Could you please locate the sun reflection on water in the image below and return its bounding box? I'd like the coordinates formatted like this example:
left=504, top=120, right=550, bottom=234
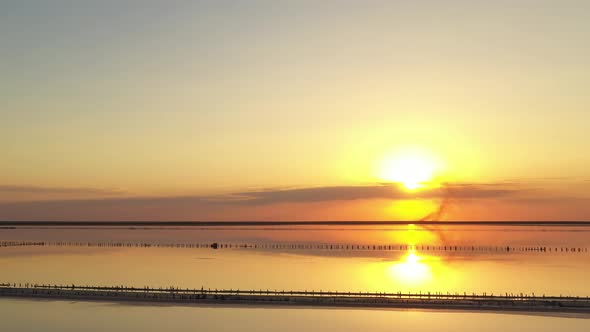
left=388, top=249, right=440, bottom=285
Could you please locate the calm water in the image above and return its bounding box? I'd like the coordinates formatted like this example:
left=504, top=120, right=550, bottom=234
left=0, top=225, right=590, bottom=331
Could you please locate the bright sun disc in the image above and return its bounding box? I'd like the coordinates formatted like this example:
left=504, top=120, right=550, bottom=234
left=379, top=153, right=436, bottom=190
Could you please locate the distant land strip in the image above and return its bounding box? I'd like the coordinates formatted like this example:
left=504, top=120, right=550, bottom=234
left=0, top=220, right=590, bottom=227
left=0, top=283, right=590, bottom=314
left=0, top=240, right=588, bottom=254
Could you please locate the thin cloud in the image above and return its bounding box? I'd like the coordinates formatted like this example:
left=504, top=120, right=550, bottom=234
left=0, top=185, right=124, bottom=195
left=0, top=183, right=584, bottom=220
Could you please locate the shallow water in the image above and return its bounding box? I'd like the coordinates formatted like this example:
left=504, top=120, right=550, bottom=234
left=0, top=225, right=590, bottom=331
left=0, top=298, right=590, bottom=332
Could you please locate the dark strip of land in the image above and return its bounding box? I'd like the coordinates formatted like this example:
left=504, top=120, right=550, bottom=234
left=0, top=220, right=590, bottom=227
left=0, top=284, right=590, bottom=314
—————
▶ Exercise objective: Convert every one of the records above into a JSON list of strings, with one string for each line and no entries for blank lines. Omit the pictures.

▶ Solution for this problem:
[
  "Could you please locate the sun reflection on water in the image below and return its bounding box? I'd like the coordinates formatted like this example:",
  "left=504, top=120, right=550, bottom=234",
  "left=388, top=249, right=440, bottom=285",
  "Could you please locate the calm water in the image above and return its bounding box? I'd like the coordinates formatted like this example:",
  "left=504, top=120, right=550, bottom=234",
  "left=0, top=225, right=590, bottom=331",
  "Could you please locate the bright sun disc in the image above and return its bounding box? I'd like the coordinates formatted like this example:",
  "left=504, top=120, right=550, bottom=234",
  "left=379, top=153, right=436, bottom=190",
  "Could you please locate the distant land strip in the image above and return its bounding box? I'd like the coordinates formatted like this example:",
  "left=504, top=120, right=550, bottom=234",
  "left=0, top=220, right=590, bottom=227",
  "left=0, top=283, right=590, bottom=314",
  "left=0, top=240, right=588, bottom=254",
  "Could you please locate the thin cloud in the image above and return its bounding box? I'd like the coordinates formatted like this example:",
  "left=504, top=120, right=550, bottom=234",
  "left=0, top=185, right=124, bottom=195",
  "left=0, top=183, right=584, bottom=220",
  "Could you please locate the shallow water in the image above and return its bounding box? I'd like the coordinates formatted like this example:",
  "left=504, top=120, right=550, bottom=234",
  "left=0, top=225, right=590, bottom=331",
  "left=0, top=298, right=590, bottom=332",
  "Could you please locate the dark strip of land in the image above and return its bounding box? I'd like the coordinates formatted like this example:",
  "left=504, top=120, right=550, bottom=234",
  "left=0, top=220, right=590, bottom=227",
  "left=0, top=284, right=590, bottom=314"
]